**Written request:** Can you echo every one of the rows below, word for word and in the same order?
┌─ Information provided
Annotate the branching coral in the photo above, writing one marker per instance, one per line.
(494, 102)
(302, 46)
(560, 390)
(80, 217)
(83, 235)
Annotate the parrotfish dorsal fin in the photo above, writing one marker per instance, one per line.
└─
**Reply to the task:**
Annotate the branching coral in the photo above, writing one marker per instance, one per line.
(494, 102)
(302, 46)
(560, 390)
(80, 217)
(83, 235)
Annotate the parrotfish dorsal fin in the photo above, writing one marker per instance, one per line.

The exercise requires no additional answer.